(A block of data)
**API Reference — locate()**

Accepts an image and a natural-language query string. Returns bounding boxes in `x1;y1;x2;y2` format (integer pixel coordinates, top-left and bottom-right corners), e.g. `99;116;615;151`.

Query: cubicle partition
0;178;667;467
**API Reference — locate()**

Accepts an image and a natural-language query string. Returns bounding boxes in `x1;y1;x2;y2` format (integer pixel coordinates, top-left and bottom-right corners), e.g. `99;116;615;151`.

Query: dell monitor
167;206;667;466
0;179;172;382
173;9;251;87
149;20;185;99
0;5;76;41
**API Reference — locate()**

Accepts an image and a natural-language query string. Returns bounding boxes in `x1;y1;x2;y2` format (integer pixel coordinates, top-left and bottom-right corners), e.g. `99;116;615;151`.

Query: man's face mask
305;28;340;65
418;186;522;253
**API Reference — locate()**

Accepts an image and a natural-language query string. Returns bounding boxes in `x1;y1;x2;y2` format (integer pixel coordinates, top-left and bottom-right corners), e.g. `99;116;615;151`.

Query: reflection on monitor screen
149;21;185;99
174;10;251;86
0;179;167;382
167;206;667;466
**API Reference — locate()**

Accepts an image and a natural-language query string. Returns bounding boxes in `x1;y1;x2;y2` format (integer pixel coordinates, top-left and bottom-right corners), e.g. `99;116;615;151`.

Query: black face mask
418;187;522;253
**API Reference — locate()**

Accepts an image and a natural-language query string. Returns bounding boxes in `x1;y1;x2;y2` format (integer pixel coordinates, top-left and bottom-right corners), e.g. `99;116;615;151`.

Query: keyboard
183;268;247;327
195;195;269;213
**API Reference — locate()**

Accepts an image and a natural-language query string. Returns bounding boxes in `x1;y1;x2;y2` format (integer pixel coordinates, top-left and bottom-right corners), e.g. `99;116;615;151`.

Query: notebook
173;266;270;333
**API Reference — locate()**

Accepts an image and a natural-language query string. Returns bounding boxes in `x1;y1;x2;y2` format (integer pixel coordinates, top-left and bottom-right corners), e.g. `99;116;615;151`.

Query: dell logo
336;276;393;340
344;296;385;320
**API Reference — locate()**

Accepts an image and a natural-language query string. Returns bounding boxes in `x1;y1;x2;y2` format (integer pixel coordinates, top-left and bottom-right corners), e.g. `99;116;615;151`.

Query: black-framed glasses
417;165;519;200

--

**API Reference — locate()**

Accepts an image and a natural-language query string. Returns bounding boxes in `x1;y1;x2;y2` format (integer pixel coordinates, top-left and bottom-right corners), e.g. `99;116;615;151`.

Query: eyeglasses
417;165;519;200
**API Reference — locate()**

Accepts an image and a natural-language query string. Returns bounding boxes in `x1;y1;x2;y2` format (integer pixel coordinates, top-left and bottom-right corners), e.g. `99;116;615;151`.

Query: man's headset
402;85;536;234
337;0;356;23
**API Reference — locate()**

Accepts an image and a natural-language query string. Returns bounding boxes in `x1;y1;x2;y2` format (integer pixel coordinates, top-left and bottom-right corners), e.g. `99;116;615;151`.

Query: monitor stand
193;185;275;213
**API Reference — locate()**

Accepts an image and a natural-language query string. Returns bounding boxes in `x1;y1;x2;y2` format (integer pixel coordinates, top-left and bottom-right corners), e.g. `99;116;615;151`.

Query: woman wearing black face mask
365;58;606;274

THE EXERCISE >> Please return every line of the data above that contains the word "mask".

FULL ANSWER >>
Query: man's face mask
Query: black face mask
Query: woman wearing black face mask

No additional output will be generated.